** Problem to work on **
Give back the whole listing exactly as written, pictures excluded.

** Exercise data **
▼
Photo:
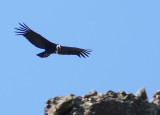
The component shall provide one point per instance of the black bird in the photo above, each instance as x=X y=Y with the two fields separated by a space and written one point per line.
x=40 y=42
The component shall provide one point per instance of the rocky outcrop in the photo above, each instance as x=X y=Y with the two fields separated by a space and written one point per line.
x=110 y=103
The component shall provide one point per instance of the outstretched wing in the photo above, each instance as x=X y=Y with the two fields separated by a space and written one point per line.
x=33 y=37
x=74 y=51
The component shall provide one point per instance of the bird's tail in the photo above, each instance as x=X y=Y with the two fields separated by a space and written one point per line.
x=43 y=54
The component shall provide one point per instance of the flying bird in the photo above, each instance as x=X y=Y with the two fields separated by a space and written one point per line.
x=49 y=47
▲
** Your solution **
Photo:
The component shall provide one point per instance of the black bird in the photo above, each instance as x=X y=Y with the two fields separated by a space and written one point per line.
x=40 y=42
The component shall provide one point per instance of the rocky outcrop in the photo above, each instance as x=X y=Y with the two fields separated by a space and written one point per line.
x=110 y=103
The component shall provide one point per instance of the outstretched wing in the photo above, each instance as x=X y=Y with the two fields separated by a space and written one point per line.
x=33 y=37
x=74 y=51
The component shall provide one point per instance of the bird's tail in the photo above, each instance as x=X y=Y with the two fields separated by a space and written one point per line.
x=43 y=54
The component shall provide one point per instance of the flying bird in the photo above, each instance as x=X y=Y with the two fields separated by a space and written one point per line.
x=49 y=47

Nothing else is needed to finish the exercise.